Set down the material below word for word, excluding the pictures.
= = = = =
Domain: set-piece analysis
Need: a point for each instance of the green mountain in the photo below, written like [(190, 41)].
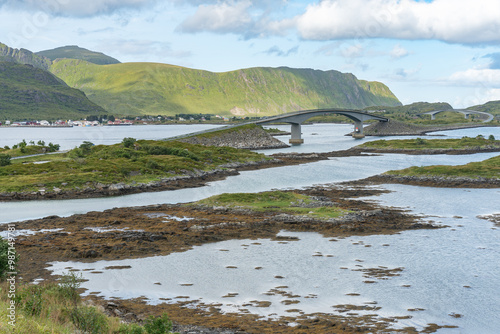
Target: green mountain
[(75, 52), (415, 108), (23, 56), (161, 89), (30, 93), (492, 107)]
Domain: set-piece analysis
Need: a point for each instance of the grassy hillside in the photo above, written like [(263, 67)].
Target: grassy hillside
[(75, 52), (160, 89), (492, 107), (28, 93)]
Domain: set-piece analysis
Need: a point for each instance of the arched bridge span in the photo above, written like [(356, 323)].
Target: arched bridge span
[(298, 117)]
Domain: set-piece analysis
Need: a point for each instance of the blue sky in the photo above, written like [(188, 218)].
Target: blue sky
[(440, 50)]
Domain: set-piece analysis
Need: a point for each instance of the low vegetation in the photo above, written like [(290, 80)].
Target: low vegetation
[(463, 143), (130, 162), (58, 308), (23, 148), (489, 168), (280, 201)]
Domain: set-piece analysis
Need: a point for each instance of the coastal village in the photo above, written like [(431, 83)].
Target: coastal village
[(92, 121)]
= = = = =
◆ **Result of the exercise**:
Domain: set-piece analysis
Need: a point for each instance of the green mountain in the photo below, written like [(190, 41)].
Target: green mountain
[(75, 52), (415, 108), (23, 56), (161, 89), (30, 93), (492, 107)]
Domain: set-piece analysis
Need: a point for each instance of the grassy hillside in the photo above, written like [(263, 67)].
Target: grassy hillside
[(75, 52), (160, 89), (492, 107), (28, 93)]
Domain: set-piece analysis
Need: a point for each instance of the arched bridge span in the photo above, written like [(356, 323)].
Target: arched bridge span
[(298, 117)]
Domain: set-piece analysis
Need: a point for each instance of the blue sky in the photo above, written like [(188, 218)].
Target: blue sky
[(440, 50)]
Domain: set-piece analysis
Need: a point for each instance of the low vegetation in the photo above, written like [(290, 80)].
Target: low vegetation
[(463, 143), (130, 162), (58, 308), (23, 148), (489, 168), (280, 201)]
Domain: set-piece analysis
Need: a point for each instance of the coastal village in the photo above, written like [(431, 83)].
Target: coastal village
[(92, 121)]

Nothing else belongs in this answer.